TEXTE FOURNI ->
La Benne et la Bête (Siné novembre 1998)
"Comme vous avez dû le remarquer, Jean-Marc Luszpinski peint des camions, et pas qu'un pneu; beaucoup de camions, énormément de camions et uniquement des camions. Il n'est pas le seul, les carrossiers aussi, me dire-vous. Oui, mais à l'inverse de ces derniers, lui peint sur toile, sur châssis, sur tout ce qui lui tombe sous la main, mais jamais sur les camions eux-mêmes. Les camions, il les aime trop pour barbouiller dessus. Il les adule, il les vénère, il les trouve magnifiques. C'est d'ailleurs à lui qu'on doit la célèbre expression "beau comme un camion", hélas maintenant tellement galvaudée. Véritable artiste hors du commun, les nanas ne l'interessent pourtant guère. Il préfère, de loin les pelleteuses aux gueuses et les grues aux tapins. Il s'envoie mieux en l'air avec une bétonnière qu'avec une rombière.
Jamais vous ne verrez la cabine d'un de ses gros-culs préférés décorée d'une superbe pin-up déshabillée, non plus d'ailleurs que vous ne dévinerez, derrière un pare-brise, la tronche d'un quelconque chauffeur musclé. Avec lui, vous ne risquez pas de lire un jour, à l'arrière d'une de ses semi-remorques : "Les routiers sont sympa". En fait, les êtres humains ne le branchent pas. Il a tendance à les trouver tous, à part les acheteurs de ses oeuvres, cons, vilains et méchants. En revanche, il ne vous sera pas difficile de distinguer, sur les tablers maculés de ses monstres, quelques tâche de meme nature que celles relevées sur la robe de Monica Lewinsky ! Mais comment lui en vouloir ? La passion des excavatrices et des bulldozers qui le dévore est loin d'être platonique et, quelquefois, sa main, bien qu'experte, emportée par un incontôlable élan, se goure de pinceaau !

EXERCICE COURT A ->
Mettez à jour les enregistrements en commençant à la ligne qui contient « Provide the mask of every instance of the bird perched » et en terminant à celle qui contient « M 127 109 L ». Redonnez ces lignes en remplaçant « bird's tail » par « tail of the bird », sans rien changer d'autre.

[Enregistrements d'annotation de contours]
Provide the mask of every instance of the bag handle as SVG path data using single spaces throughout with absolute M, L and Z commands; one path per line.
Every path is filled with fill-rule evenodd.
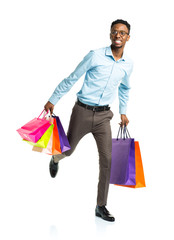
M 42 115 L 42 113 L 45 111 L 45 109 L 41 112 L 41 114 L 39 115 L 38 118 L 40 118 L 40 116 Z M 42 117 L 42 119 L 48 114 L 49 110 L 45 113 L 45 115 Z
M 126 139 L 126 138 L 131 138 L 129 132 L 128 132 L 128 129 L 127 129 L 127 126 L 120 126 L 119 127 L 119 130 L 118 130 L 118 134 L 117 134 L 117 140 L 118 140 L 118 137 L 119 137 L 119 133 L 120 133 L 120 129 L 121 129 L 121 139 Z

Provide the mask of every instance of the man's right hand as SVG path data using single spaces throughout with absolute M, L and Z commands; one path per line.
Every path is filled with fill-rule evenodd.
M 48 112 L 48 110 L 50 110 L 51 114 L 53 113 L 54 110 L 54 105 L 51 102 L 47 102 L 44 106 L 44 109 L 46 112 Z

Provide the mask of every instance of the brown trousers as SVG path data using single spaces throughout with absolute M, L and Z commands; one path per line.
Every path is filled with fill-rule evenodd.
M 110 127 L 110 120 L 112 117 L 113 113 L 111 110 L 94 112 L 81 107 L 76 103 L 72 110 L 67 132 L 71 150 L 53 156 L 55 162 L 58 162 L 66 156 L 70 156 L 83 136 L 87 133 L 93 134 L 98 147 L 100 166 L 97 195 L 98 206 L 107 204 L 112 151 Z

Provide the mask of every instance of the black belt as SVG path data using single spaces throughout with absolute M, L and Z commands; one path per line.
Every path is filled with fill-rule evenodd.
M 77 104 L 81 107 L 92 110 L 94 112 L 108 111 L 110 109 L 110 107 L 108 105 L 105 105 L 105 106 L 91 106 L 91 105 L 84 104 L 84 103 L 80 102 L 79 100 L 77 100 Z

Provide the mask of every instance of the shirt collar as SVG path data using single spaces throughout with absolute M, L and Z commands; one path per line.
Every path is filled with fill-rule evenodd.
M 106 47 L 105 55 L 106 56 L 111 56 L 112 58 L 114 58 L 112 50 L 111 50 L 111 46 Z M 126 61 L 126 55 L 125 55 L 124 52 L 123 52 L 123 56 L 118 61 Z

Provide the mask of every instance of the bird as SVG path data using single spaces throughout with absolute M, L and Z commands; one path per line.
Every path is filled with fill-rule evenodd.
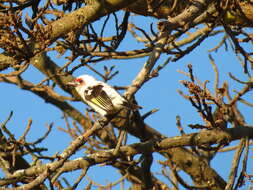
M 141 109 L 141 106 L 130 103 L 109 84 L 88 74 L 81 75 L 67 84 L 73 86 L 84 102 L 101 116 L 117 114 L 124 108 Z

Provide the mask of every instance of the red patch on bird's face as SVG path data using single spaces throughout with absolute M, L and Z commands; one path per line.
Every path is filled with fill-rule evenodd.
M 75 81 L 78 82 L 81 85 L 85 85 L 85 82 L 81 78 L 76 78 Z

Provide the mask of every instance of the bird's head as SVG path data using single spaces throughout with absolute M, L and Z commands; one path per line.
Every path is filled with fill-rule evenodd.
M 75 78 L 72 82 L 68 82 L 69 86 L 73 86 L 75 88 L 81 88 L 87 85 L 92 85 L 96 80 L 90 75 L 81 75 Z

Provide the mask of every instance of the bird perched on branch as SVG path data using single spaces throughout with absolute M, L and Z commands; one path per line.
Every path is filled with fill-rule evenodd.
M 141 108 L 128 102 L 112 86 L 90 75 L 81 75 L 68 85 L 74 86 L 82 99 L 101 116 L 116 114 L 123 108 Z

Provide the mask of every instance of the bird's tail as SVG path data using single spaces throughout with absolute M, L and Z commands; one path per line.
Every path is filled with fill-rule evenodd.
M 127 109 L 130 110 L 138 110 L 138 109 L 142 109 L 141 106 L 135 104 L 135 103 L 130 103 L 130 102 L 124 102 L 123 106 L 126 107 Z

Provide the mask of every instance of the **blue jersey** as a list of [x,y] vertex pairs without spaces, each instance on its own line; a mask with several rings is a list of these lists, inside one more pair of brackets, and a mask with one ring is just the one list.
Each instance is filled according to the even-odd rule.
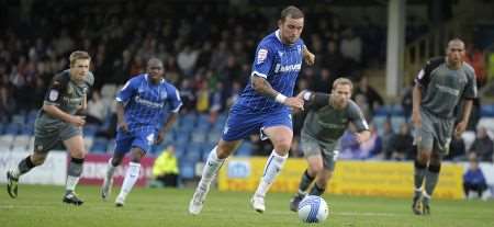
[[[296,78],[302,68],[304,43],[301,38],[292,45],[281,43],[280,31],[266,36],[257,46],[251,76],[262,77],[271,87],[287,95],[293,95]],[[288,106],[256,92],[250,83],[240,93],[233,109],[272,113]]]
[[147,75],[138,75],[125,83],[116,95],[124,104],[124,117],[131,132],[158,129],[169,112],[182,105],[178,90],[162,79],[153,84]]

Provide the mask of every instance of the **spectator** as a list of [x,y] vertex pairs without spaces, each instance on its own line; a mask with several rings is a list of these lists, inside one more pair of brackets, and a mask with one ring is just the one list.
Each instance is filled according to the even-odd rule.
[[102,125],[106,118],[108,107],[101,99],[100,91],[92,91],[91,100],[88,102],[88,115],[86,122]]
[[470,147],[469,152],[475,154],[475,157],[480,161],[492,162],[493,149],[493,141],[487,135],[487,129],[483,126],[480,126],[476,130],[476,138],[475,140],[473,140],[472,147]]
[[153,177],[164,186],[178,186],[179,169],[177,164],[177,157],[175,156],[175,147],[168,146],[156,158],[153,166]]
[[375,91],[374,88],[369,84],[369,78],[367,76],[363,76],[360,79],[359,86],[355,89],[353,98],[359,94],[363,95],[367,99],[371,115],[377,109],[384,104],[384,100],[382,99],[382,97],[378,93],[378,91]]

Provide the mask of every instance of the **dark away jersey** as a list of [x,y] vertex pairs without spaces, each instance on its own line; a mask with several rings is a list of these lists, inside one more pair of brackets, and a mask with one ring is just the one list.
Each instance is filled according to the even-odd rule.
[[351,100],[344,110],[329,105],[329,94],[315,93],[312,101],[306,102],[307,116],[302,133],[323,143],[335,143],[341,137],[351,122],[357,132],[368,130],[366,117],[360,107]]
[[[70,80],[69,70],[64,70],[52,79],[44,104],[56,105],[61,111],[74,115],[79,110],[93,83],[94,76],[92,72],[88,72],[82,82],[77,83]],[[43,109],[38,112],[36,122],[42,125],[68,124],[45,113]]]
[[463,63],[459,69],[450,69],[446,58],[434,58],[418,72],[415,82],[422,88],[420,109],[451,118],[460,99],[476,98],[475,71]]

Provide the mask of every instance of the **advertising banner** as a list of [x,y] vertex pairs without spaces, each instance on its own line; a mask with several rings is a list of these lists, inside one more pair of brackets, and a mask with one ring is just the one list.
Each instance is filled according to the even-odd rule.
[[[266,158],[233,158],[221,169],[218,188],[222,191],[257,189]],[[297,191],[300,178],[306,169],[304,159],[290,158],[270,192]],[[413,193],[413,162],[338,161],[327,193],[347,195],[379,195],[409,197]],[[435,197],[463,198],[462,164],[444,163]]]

EXERCICE COURT B ->
Donnez la suite du texte sur le peintre de camions, s'il vous plaît.

CORRIGÉ A ->
Provide the mask of every instance of the bird perched on branch as SVG path data using single spaces throughout with absolute M, L and Z commands; one path per line.
Every path is filled with fill-rule evenodd.
M 141 108 L 128 102 L 112 86 L 90 75 L 81 75 L 68 85 L 74 86 L 82 99 L 101 116 L 116 114 L 123 108 Z

Provide the mask of every instance of the tail of the bird as SVG path data using single spaces throughout with absolute M, L and Z commands; one path per line.
Every path is filled with fill-rule evenodd.
M 127 109 L 130 110 L 138 110 L 138 109 L 142 109 L 141 106 L 135 104 L 135 103 L 130 103 L 130 102 L 124 102 L 123 106 L 126 107 Z

CORRIGÉ B ->
Cela n'est pas fait, bien sûr, pour étonner un critique d'art chevronné comme je le suis et qui sait, depuis belle lurette, qu'il existe une relation intime et constante entre les mots "camion et décharge", mais je conçois qu'un public non averti et quelque peu néphyte puisse trouver ça bizarre et même carrément déguelasse.
Mais n'oublions tout de même pas qu'aant lui, Van Gogh jouissait dans les blés, Cézanne sur ses pommes et Monet dans ses nénuphars.
Alors... "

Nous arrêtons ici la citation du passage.